• CONSIGNE:
D'après la présentation de la journée d'études, en quelle année la chaire d'iconographie naturelle du Museum a-t-elle été créée ?

Journée d’études : « Petites mains d’artistes dans les pratiques scientifiques XIXe-XXe siècles » (Nancy, 7 décembre 2016)

Petites mains10.pptxCes journées d’études proposent d’interroger l’histoire des rapports entre arts et sciences du point de vue d’une histoire sociale attentive aux acteurs. Il s’agit de saisir quelle(s) place(s) ont occupé les artistes dans le cadre neuf de la science professionnelle à partir du XIXe siècle : celle des laboratoires, des observatoires, des musées, des universités, etc.

Sur ces terrains, l’historiographie a été profondément renouvelée par des travaux récents d’historiens de l’art tout autant que d’historiens des sciences. Se détournant de l’analyse des idées, des questions d’esthétique ou de « l’histoire de la vérité », ils se sont intéressés à celle des objets, des gestes, des sociabilités, de toute une matérialité concrète des pratiques savantes. Bruno Latour depuis les années 1980, ou plus récemment Lorraine Daston et Peter Galison, ont ainsi montré tout l’intérêt de l’étude des objets scientifiques, notamment des images, conçus comme des productions culturellement inscrites, des artéfacts. Ces apports rencontrent aujourd’hui des travaux mitoyens sur les « savoirs de la main » qui ont révélé l’existence d’échanges de savoirs hétérogènes, notamment avec le monde des artisans, ignorés des écrits théoriques, car incorporés (embodied knowledge). L’histoire pionnière des images naturalistes a permis d’éclairer les relations entre artistes et savants, et les enjeux épistémologiques de ces rencontres entre arts et sciences dans le cadre d’une « économie morale de l’objectivité » réclamant à la fois l’effacement de la « manière » de l’artiste et la reconnaissance de ses compétences spécifiques. Celle-ci se fait parfois au plus haut niveau institutionnel, par exemple avec la création de la chaire d’iconographie naturelle du Museum, en 1793.

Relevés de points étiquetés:
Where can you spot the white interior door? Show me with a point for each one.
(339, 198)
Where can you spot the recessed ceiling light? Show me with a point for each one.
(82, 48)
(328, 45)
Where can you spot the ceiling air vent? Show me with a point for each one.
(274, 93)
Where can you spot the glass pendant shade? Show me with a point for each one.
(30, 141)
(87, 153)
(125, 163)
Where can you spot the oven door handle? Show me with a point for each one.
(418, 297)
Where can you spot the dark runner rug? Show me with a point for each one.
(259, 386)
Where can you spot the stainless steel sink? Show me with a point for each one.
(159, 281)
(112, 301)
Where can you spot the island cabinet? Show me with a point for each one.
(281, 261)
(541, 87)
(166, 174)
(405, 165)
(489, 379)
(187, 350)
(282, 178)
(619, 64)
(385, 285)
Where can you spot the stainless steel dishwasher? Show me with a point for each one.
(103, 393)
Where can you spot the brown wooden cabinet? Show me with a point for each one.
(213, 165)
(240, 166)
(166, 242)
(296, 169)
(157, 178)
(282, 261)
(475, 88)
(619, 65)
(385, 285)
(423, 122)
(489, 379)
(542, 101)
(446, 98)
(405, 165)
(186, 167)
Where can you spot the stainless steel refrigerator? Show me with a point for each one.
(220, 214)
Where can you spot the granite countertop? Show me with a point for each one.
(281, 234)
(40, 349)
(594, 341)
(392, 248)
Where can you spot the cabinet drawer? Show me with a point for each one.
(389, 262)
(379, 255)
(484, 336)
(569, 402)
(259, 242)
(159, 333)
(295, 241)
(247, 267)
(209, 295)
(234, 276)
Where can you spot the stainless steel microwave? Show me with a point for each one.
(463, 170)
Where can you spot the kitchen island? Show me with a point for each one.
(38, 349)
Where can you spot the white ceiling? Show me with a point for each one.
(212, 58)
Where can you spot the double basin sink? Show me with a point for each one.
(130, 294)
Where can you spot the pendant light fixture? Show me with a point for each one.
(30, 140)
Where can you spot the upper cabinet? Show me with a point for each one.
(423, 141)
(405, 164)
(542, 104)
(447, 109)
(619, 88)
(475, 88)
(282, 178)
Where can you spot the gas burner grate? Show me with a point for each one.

• RÉSULTAT:
En 1793.